__What you should do__. Copy every line below exactly.

────────────────────────────────────────

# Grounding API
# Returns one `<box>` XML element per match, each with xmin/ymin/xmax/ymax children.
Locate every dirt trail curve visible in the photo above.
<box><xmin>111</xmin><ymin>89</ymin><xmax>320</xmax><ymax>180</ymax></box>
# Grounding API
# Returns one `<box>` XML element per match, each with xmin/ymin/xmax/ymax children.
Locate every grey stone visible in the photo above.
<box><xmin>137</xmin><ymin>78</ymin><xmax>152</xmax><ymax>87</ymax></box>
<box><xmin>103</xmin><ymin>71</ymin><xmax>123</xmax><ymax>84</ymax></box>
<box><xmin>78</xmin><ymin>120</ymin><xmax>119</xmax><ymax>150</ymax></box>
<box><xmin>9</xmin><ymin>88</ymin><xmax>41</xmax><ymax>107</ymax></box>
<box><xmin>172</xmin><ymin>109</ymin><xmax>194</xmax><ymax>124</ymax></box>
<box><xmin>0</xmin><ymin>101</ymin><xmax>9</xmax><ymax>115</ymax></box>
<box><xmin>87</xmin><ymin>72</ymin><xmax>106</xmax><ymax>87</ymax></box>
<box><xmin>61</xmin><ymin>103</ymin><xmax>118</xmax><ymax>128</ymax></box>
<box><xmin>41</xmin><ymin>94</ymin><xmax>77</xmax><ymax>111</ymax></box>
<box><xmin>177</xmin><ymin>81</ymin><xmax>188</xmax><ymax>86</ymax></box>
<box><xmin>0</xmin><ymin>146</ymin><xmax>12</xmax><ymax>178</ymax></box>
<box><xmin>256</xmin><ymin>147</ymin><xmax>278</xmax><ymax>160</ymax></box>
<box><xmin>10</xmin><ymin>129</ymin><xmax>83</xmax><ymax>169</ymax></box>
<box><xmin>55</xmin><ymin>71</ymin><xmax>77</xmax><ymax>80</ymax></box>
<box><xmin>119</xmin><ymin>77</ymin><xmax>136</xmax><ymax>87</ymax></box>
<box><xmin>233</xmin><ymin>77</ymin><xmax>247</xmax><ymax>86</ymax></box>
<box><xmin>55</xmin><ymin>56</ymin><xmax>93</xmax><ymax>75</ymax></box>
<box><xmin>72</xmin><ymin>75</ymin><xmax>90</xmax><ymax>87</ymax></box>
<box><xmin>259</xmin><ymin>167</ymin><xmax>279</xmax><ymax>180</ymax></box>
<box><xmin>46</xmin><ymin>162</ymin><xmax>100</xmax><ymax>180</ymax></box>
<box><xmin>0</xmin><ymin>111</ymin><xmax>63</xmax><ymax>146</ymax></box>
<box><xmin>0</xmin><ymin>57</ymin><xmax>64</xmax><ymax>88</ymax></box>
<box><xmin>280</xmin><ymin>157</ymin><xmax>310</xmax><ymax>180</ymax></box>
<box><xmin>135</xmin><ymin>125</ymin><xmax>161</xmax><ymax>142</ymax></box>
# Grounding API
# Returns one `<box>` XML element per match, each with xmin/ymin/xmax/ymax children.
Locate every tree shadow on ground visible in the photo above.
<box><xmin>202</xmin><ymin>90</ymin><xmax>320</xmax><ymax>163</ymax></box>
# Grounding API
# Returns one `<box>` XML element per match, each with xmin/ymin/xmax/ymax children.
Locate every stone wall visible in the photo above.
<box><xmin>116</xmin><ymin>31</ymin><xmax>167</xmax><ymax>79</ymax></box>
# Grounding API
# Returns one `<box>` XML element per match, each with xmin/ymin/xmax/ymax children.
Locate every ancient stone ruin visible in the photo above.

────────────────────────────────────────

__Exercise answer__.
# Grounding API
# Returns one `<box>` XML element per match, each with xmin/ymin/xmax/ymax children.
Locate every dirt trail curve visible in the photo above.
<box><xmin>111</xmin><ymin>89</ymin><xmax>320</xmax><ymax>180</ymax></box>
# Grounding API
# Returns one `<box>` XML element per match, each with xmin/ymin/xmax/ymax children.
Locate every grey stone visible in the photo above.
<box><xmin>137</xmin><ymin>78</ymin><xmax>152</xmax><ymax>87</ymax></box>
<box><xmin>103</xmin><ymin>71</ymin><xmax>123</xmax><ymax>84</ymax></box>
<box><xmin>78</xmin><ymin>120</ymin><xmax>119</xmax><ymax>150</ymax></box>
<box><xmin>9</xmin><ymin>88</ymin><xmax>41</xmax><ymax>107</ymax></box>
<box><xmin>172</xmin><ymin>109</ymin><xmax>194</xmax><ymax>124</ymax></box>
<box><xmin>0</xmin><ymin>101</ymin><xmax>9</xmax><ymax>115</ymax></box>
<box><xmin>87</xmin><ymin>72</ymin><xmax>106</xmax><ymax>87</ymax></box>
<box><xmin>61</xmin><ymin>103</ymin><xmax>118</xmax><ymax>128</ymax></box>
<box><xmin>41</xmin><ymin>94</ymin><xmax>77</xmax><ymax>111</ymax></box>
<box><xmin>177</xmin><ymin>81</ymin><xmax>188</xmax><ymax>86</ymax></box>
<box><xmin>0</xmin><ymin>146</ymin><xmax>12</xmax><ymax>178</ymax></box>
<box><xmin>256</xmin><ymin>147</ymin><xmax>278</xmax><ymax>160</ymax></box>
<box><xmin>10</xmin><ymin>129</ymin><xmax>83</xmax><ymax>169</ymax></box>
<box><xmin>55</xmin><ymin>71</ymin><xmax>77</xmax><ymax>80</ymax></box>
<box><xmin>119</xmin><ymin>77</ymin><xmax>136</xmax><ymax>87</ymax></box>
<box><xmin>233</xmin><ymin>77</ymin><xmax>247</xmax><ymax>86</ymax></box>
<box><xmin>55</xmin><ymin>56</ymin><xmax>93</xmax><ymax>75</ymax></box>
<box><xmin>72</xmin><ymin>75</ymin><xmax>90</xmax><ymax>87</ymax></box>
<box><xmin>259</xmin><ymin>167</ymin><xmax>279</xmax><ymax>180</ymax></box>
<box><xmin>46</xmin><ymin>162</ymin><xmax>100</xmax><ymax>180</ymax></box>
<box><xmin>0</xmin><ymin>111</ymin><xmax>63</xmax><ymax>146</ymax></box>
<box><xmin>0</xmin><ymin>57</ymin><xmax>64</xmax><ymax>88</ymax></box>
<box><xmin>280</xmin><ymin>157</ymin><xmax>310</xmax><ymax>180</ymax></box>
<box><xmin>135</xmin><ymin>125</ymin><xmax>161</xmax><ymax>142</ymax></box>
# Grounding API
# Returns one `<box>` XML element per match, each with xmin/ymin/xmax/ymax children.
Locate every tree shadow on ground visible in the photo above.
<box><xmin>202</xmin><ymin>90</ymin><xmax>320</xmax><ymax>163</ymax></box>
# Grounding API
# Returns one `<box>` XML element per match, each with xmin/ymin/xmax/ymax children.
Locate every stone wall visible in the photo above.
<box><xmin>116</xmin><ymin>31</ymin><xmax>167</xmax><ymax>79</ymax></box>
# Grounding API
# Returns one `<box>` XML element per match, each with xmin/ymin/xmax/ymax children.
Locate every ancient stone ruin visible in the photo above.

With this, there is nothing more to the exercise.